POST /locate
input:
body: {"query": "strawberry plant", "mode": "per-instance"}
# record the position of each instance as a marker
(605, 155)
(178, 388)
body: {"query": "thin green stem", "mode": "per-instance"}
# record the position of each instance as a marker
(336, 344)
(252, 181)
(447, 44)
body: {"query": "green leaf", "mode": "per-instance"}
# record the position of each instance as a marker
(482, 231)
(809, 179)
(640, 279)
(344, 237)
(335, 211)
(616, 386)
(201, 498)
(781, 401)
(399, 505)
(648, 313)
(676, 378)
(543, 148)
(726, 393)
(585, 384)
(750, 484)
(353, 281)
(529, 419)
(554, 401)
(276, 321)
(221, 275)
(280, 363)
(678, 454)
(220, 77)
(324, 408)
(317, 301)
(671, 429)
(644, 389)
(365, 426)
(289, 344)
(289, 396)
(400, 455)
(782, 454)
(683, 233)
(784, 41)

+++++

# REQUIRED WORK:
Would you please repeat all the entries exactly as written?

# OUTPUT OF THE TASK:
POST /locate
input:
body: {"query": "strawberry plant", "mode": "per-instance"}
# record the position of each instance as a marker
(605, 155)
(178, 388)
body: {"query": "thin green stem", "mode": "per-instance"}
# record the position of each instance as a marker
(336, 344)
(252, 181)
(447, 44)
body: {"query": "green leaf", "mode": "per-instance"}
# record the position of each instance as a marker
(482, 231)
(809, 179)
(640, 279)
(344, 237)
(335, 211)
(616, 386)
(201, 498)
(781, 401)
(399, 505)
(648, 313)
(676, 378)
(543, 148)
(726, 393)
(585, 384)
(750, 484)
(353, 281)
(529, 419)
(554, 401)
(276, 321)
(221, 275)
(280, 363)
(678, 454)
(220, 77)
(324, 408)
(317, 301)
(671, 429)
(644, 389)
(365, 426)
(289, 344)
(289, 396)
(400, 455)
(782, 454)
(683, 233)
(784, 41)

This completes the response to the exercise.